── Supplied records
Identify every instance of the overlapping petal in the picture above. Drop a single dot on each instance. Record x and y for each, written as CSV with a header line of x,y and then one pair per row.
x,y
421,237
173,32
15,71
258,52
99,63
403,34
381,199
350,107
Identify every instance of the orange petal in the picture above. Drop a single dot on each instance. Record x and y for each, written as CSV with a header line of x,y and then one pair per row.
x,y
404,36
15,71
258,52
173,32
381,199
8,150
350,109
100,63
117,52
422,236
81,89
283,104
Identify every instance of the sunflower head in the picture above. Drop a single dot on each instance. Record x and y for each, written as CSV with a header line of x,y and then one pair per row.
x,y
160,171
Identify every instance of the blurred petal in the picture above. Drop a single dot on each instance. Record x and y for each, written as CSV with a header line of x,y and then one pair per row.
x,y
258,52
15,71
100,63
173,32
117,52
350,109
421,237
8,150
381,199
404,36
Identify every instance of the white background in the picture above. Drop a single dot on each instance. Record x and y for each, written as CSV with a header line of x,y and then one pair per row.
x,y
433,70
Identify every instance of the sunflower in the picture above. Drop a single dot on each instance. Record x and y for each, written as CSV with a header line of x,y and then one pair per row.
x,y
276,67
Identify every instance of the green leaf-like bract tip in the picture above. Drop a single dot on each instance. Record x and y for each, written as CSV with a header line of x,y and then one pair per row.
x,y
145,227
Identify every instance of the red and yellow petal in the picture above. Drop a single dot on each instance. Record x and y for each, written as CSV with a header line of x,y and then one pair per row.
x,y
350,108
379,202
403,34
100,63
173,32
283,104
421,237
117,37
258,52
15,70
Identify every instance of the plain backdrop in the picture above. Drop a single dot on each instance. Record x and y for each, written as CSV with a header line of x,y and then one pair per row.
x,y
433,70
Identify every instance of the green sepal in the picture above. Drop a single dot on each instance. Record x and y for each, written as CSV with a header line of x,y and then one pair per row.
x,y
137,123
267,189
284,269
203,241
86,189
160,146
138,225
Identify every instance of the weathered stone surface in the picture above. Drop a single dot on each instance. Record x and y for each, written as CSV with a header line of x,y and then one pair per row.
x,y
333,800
────
Print the listing above in full, exactly as it is.

Identify every instance of the overlapping petal in the picture above. Drop a single dot on each instance. Record x and y for each, written as CSV with a header line of x,y and then one pair per row.
x,y
421,237
173,32
15,71
258,52
99,63
403,34
381,199
350,107
Identify every instance of the orange petal in the picture above. Drop a single dot on each instance. Record x and y for each, written as CSV with a header line of x,y and then one pair per row.
x,y
404,36
15,71
258,52
173,32
381,199
8,150
350,109
100,63
117,52
422,236
81,89
283,104
Identify every instance of the sunflower head in the picture above. Drop a single dot on each instance. Record x and y for each, written as CSV with a header line of x,y and then one pair per row.
x,y
160,171
Identify every instance of the blurred petal in the picture above. Drop a single dot on each instance. Record x and y for each, written as CSV with a header line of x,y and then one pair per row.
x,y
258,52
15,71
100,63
173,32
117,52
350,109
421,237
8,150
381,199
404,36
Identify every instance of the white background in the picture above. Drop a single dot on each instance. Record x and y for each, written as CSV with a header line of x,y and then one pair per row.
x,y
433,70
Identify every instance of the sunflower in the picture above. Drop a single dot on each instance. Record x and y for each, written as CSV with a header line of x,y and then one pair per row.
x,y
276,67
Identify every instance of the green leaf-like bract tip in the picture above. Drop a single dot on each instance. Record x and y for each, written as CSV with a header line of x,y and then one pair per row.
x,y
145,227
Identify every instance of the red and yellow petal in the picture above. Drop a single dot on each instance. Record x and y for each, written as CSV with a header line of x,y and then one pair per row.
x,y
350,108
379,202
403,34
100,63
173,32
283,104
421,237
117,37
258,52
15,70
Identify every instance of the plain backdrop in the picture above. Drop a single dot on each instance. Record x and y for each, written as CSV with a header line of x,y and then one pair per row.
x,y
433,70
Identify every instance of the green sepal in the picture above. Drop a single dot on each instance. Record x and y for each, written as CSV with a header line of x,y and then one pair per row.
x,y
137,123
267,189
284,269
203,241
86,189
160,146
138,225
Identify every instance of the weathered stone surface in the picture above. Drop a single dot on each instance. Record x and y for each, written as CSV with a header line of x,y and then one pair per row.
x,y
333,800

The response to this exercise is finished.